=== Section Start ===
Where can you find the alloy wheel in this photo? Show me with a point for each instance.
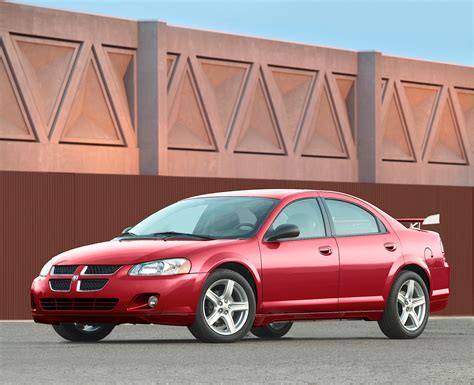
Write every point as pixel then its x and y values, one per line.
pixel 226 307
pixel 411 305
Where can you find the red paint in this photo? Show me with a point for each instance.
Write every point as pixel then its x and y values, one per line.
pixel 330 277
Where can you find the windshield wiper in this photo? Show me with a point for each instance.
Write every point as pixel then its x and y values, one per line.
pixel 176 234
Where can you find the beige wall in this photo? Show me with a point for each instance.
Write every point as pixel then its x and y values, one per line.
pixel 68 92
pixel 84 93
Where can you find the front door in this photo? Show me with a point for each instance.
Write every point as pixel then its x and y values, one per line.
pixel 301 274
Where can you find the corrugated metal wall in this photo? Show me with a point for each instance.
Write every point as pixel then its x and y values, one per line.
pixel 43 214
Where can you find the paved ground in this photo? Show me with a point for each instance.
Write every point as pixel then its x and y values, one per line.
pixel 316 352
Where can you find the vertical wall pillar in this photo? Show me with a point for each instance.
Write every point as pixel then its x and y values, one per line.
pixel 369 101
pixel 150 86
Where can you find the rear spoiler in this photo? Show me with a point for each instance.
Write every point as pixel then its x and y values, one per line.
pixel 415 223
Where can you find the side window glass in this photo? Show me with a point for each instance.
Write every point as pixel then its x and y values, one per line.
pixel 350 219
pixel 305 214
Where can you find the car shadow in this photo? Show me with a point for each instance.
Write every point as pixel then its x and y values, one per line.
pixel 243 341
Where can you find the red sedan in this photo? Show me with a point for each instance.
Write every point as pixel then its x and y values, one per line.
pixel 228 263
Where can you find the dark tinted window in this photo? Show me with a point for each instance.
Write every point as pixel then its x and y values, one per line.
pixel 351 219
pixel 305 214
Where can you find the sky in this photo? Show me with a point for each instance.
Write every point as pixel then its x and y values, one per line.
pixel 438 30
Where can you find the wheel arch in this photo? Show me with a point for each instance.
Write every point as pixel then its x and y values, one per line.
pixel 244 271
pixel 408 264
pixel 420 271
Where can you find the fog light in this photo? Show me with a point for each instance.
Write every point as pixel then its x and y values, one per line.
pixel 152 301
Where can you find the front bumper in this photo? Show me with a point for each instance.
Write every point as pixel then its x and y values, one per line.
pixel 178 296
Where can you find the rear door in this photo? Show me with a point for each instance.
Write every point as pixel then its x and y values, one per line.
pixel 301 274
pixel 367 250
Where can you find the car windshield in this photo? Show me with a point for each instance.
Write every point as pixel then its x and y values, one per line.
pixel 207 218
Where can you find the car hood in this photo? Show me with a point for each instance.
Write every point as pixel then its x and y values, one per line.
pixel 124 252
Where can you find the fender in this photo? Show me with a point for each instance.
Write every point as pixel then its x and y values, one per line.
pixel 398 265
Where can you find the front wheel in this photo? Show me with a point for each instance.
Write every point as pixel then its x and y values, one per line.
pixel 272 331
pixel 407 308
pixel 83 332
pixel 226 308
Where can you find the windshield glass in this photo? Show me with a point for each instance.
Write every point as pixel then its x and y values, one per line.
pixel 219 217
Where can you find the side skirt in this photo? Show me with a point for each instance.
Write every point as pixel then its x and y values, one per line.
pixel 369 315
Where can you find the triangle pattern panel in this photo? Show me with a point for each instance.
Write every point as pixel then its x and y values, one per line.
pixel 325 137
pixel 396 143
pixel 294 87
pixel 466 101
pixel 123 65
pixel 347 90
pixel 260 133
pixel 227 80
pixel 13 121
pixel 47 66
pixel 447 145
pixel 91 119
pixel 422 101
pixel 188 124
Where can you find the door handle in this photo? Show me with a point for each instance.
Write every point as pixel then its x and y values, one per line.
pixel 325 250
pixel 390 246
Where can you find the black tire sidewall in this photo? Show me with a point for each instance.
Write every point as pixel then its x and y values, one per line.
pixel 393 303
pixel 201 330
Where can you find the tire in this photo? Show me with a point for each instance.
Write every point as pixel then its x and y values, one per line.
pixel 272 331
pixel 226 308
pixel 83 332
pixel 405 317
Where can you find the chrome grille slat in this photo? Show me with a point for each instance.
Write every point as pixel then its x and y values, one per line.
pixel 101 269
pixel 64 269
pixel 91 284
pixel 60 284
=== Section End ===
| Instructions to follow |
List every line from the entries above in which "glass" appears.

| Result |
Where can you find the side window glass in this photo? Show me with a point for each instance.
Where can you find the windshield glass in this photo? Show me with a point for each instance.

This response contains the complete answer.